Start of Information given

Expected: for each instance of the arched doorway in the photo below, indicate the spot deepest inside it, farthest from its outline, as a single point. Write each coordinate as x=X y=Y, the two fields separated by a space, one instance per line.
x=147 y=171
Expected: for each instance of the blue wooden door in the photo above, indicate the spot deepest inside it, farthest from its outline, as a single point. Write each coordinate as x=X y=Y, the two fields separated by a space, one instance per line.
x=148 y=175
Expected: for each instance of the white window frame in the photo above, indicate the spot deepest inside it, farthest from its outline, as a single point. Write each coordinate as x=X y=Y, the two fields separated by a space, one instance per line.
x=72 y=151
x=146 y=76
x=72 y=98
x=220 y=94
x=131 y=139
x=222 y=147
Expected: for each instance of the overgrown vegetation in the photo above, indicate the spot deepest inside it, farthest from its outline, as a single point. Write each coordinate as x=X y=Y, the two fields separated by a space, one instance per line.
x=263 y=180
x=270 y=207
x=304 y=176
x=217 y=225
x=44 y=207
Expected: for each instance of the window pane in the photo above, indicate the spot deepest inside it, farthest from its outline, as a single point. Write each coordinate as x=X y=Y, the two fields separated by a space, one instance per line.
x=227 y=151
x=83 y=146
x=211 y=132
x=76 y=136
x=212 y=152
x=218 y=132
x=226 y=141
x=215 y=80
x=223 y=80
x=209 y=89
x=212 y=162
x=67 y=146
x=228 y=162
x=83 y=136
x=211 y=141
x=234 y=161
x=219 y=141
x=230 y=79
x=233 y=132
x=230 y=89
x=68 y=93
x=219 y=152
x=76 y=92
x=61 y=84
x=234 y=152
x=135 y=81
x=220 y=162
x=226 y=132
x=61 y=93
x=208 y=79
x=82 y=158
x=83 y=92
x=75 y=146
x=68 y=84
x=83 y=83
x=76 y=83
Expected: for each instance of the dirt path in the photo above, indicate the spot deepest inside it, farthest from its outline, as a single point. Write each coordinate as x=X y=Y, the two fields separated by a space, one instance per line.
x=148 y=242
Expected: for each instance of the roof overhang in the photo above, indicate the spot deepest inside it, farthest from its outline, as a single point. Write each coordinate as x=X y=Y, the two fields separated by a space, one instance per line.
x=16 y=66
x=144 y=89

End of Information given

* Requirement *
Copy each of the entries above verbatim, from first to last, without changing any wording.

* Solved exercise *
Expected: for each instance of the arched doorway in the photo below, indicate the spot deepest inside it, farthest from its outline, as a single point. Write each coordinate as x=X y=Y, the two fields separated by a space, one instance per line.
x=147 y=171
Expected: for each instance of the blue wooden door in the photo above, indicate the spot deepest inside it, farthest from its outline, as a single point. Write each coordinate as x=X y=Y, the two fields separated by a space, one instance per line.
x=148 y=175
Expected: for each instance of the white window frame in the photo above, indicate the spot deepest inside it, farthest from its outline, as a single point. Write each coordinate as x=X y=Y, the two fields separated by a space, one instance per line.
x=72 y=151
x=146 y=76
x=72 y=98
x=220 y=94
x=131 y=139
x=222 y=147
Expected: for each instance of the overgrown vegetation in the photo above, indicate the spot deepest inside it, farthest from its outline, as a single point. Write each coordinate as x=X y=Y, the two fields separated by a space, one instance per line.
x=263 y=180
x=270 y=207
x=304 y=176
x=217 y=225
x=44 y=207
Expected: for each instance of the window pane in the photo above, indicate the spot deepest inside it, farthest from its outline, as a single point. Write each coordinate as x=X y=Y, the two fields separated by a space, one instance per line.
x=227 y=151
x=83 y=146
x=211 y=132
x=76 y=136
x=212 y=152
x=218 y=132
x=226 y=141
x=215 y=80
x=223 y=80
x=209 y=89
x=212 y=162
x=67 y=146
x=228 y=162
x=83 y=136
x=211 y=141
x=234 y=161
x=219 y=141
x=230 y=79
x=233 y=132
x=230 y=89
x=68 y=93
x=219 y=152
x=76 y=92
x=61 y=84
x=234 y=152
x=135 y=81
x=220 y=162
x=226 y=132
x=61 y=93
x=208 y=79
x=82 y=158
x=83 y=92
x=75 y=146
x=68 y=84
x=83 y=83
x=76 y=83
Expected: for each instance of the dirt path in the photo above, indicate the spot deepest inside it, farthest from its outline, as a single point. Write each coordinate as x=X y=Y, the two fields separated by a space, one instance per line.
x=148 y=242
Expected: for each instance of the roof overhang in the photo above, indicate the spot deepest inside it, farthest from its outline, as a single point. Write each coordinate as x=X y=Y, the two fields separated by a space, one instance per line.
x=16 y=66
x=144 y=89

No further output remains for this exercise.